Last weekend, Molly went to New York to see a friend, taking Larkin along. They drove away at 4 on Saturday, and I didn't see them again until Sunday night at 10, when I carried Larkin, asleep and clinging to my neck, back up to her room.

Thirty hours of freedom, all for me. The time stretched out in front of me like an enormous cake. Where to bite first?

Biology teaches us that the freed parent will hurtle toward whatever he or she feels most deprived of. Within 10 minutes of Molly and Larkin's exit, I was scanning the local movie listings. Movies are a near-universal casualty of early parenthood, since the added cost of a sitter pushes an already pricy ticket over the edge. Bundling my pleasures together, I decided to stop first at a Laotian restaurant I hadn't been to for ages -- Larkin having not yet developed a taste for larb kai or, for that matter, any restaurant not peopled by mobs of screaming kids.

What needs to be done>
According to the extract, how long did the narrator's stretch of freedom last?

Point-per-instance localization data:
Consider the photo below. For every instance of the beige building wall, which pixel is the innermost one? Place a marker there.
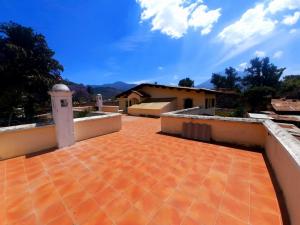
(135, 111)
(181, 95)
(122, 104)
(92, 127)
(26, 139)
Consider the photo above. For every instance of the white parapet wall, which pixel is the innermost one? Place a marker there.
(26, 139)
(110, 108)
(283, 153)
(282, 150)
(238, 131)
(89, 127)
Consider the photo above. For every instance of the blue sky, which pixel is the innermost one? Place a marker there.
(153, 40)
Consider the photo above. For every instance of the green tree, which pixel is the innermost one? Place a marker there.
(261, 82)
(262, 73)
(257, 98)
(186, 82)
(27, 70)
(290, 86)
(229, 81)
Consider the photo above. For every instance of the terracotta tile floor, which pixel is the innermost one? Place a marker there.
(137, 176)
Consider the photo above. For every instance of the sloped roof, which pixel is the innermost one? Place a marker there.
(138, 87)
(286, 105)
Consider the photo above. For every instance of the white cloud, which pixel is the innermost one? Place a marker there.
(276, 6)
(293, 31)
(204, 18)
(253, 24)
(291, 19)
(242, 66)
(256, 25)
(174, 17)
(260, 54)
(140, 81)
(278, 54)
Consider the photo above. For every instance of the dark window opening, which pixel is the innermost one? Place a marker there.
(188, 103)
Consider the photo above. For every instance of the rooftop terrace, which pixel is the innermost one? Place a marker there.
(139, 176)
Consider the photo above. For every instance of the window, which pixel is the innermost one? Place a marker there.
(63, 103)
(213, 102)
(188, 103)
(210, 103)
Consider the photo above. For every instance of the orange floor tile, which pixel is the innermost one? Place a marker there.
(137, 177)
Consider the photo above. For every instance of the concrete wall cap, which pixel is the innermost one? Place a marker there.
(60, 87)
(288, 141)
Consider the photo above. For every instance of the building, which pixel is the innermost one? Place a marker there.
(286, 106)
(119, 169)
(153, 99)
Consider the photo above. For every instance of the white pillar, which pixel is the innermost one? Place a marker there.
(62, 111)
(99, 102)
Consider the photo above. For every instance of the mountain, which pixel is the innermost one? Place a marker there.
(106, 92)
(209, 85)
(109, 91)
(117, 85)
(206, 84)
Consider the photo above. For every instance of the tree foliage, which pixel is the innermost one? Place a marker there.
(262, 73)
(290, 86)
(186, 82)
(27, 70)
(229, 81)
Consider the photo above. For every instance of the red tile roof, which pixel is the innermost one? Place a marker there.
(286, 105)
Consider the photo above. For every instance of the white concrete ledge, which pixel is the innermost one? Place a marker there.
(25, 139)
(283, 153)
(180, 114)
(110, 108)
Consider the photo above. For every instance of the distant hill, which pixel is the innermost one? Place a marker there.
(209, 85)
(206, 84)
(117, 85)
(109, 91)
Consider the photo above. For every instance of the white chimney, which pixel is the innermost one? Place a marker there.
(62, 111)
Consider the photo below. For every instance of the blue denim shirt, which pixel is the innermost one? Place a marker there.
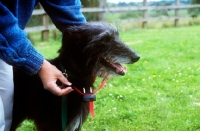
(15, 48)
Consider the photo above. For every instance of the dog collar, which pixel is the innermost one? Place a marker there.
(87, 97)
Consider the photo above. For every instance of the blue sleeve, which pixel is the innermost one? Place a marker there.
(15, 48)
(64, 12)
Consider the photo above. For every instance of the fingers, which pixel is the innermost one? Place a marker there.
(49, 74)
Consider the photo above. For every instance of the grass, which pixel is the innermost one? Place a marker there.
(161, 92)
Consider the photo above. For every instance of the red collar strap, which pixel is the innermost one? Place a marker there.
(91, 96)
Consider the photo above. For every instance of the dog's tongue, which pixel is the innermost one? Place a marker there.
(119, 68)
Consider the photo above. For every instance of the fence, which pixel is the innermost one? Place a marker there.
(45, 27)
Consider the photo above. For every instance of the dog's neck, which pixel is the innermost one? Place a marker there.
(73, 74)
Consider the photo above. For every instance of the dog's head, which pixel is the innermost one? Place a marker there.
(95, 49)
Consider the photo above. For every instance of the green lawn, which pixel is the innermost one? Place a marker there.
(161, 92)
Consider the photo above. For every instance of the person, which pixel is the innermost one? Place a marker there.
(16, 50)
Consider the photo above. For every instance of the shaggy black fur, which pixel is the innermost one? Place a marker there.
(88, 51)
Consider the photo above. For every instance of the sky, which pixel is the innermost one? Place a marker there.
(117, 1)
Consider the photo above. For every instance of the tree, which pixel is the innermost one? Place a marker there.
(91, 3)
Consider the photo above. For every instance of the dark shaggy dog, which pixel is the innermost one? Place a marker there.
(88, 51)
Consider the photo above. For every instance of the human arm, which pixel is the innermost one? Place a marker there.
(64, 12)
(17, 50)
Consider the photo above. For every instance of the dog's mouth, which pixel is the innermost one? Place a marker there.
(114, 66)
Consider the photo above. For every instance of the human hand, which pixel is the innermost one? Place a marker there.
(49, 74)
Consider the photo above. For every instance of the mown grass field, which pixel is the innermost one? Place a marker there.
(161, 92)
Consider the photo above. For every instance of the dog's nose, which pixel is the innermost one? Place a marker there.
(135, 58)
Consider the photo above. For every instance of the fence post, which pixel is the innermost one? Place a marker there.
(102, 4)
(176, 20)
(45, 23)
(144, 22)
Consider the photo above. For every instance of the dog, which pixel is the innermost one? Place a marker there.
(88, 51)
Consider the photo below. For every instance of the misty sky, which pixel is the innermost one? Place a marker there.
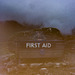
(52, 13)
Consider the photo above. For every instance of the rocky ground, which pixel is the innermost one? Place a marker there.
(51, 68)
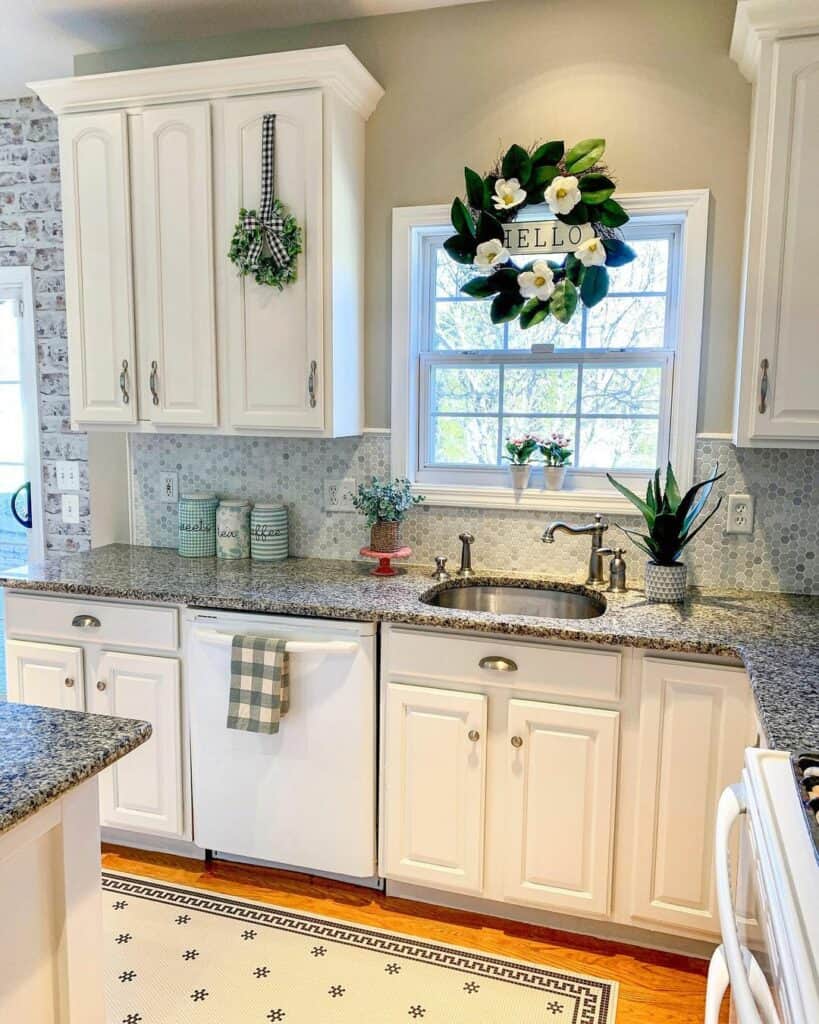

Task output>
Thirty hours.